■ **検討対象の文章**:
+ + + + +
突然死の危険が潜む冬の風呂場

 厚労省研究班の’15年調査では、入浴中の事故死は交通事故死よりも多く、年間1万9000人も亡くなっている。なかには不審死扱いとなり、警察の現場検証が入ることも。

「風呂場での血圧変動により心筋梗塞や脳梗塞を引き起こす『ヒートショック』が生じ、突然死につながることも。高血圧の人はそのリスクが高くなります」

 池谷先生によれば、入浴中の突然死は、ヒートショックの影響による溺死が多いという。

「寒い脱衣所で血管が縮むことで血圧が上がり、さらに熱いお湯に入ると上昇します。そして身体が温まってくると血管が広がり、急激に血圧が下がり意識を失い、溺死に至ります」

 入浴中に最期を迎えないためには、

“オヤジのように入り、オジイサンのように出る”と患者さんに教えています。入るときは“ああ~~”と声を出してリラックスして入り、出るときはヨッコラショという感じで脚に力を入れて、ゆっくりと出るのがポイントです」

 リラックスして入ることで血圧の急上昇を防ぎ、ゆっくり出ることで血圧変動による脳貧血(起立性低血圧)を防ぐ。また入浴前に軽い運動をする、脱衣所を温めておくなどの下準備やぬるめのお湯に入ることも重要。こうした正しい入浴法を頭に入れておこう。
+ + + + +
■ **元データ**:
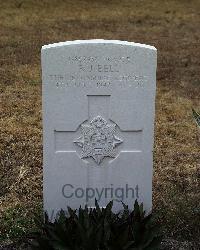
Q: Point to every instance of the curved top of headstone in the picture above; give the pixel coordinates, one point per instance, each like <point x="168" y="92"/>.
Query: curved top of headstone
<point x="97" y="41"/>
+ + + + +
■ **取り組む作業**:
A – 入浴事故の記事のうち、「突然死の危険が潜む冬の風呂場」から「はそのリスクが高くなります」」までを、両端も含めて一字一句違えずに打ち直してください。
B – 入浴事故の記事によると、厚労省研究班の’15年調査で入浴中の事故死は年間何人とされていますか。
C – 入浴事故の記事の最終段落で「また」以下に重要とされている事柄をすべて挙げてください。
資料はここでは一切使いません。

■ **練習問題の解答**:
A –
突然死の危険が潜む冬の風呂場

 厚労省研究班の’15年調査では、入浴中の事故死は交通事故死よりも多く、年間1万9000人も亡くなっている。なかには不審死扱いとなり、警察の現場検証が入ることも。

「風呂場での血圧変動により心筋梗塞や脳梗塞を引き起こす『ヒートショック』が生じ、突然死につながることも。高血圧の人はそのリスクが高くなります」

B – 年間1万9000人です。

C –
・入浴前に軽い運動をする
・脱衣所を温めておく
・ぬるめのお湯に入る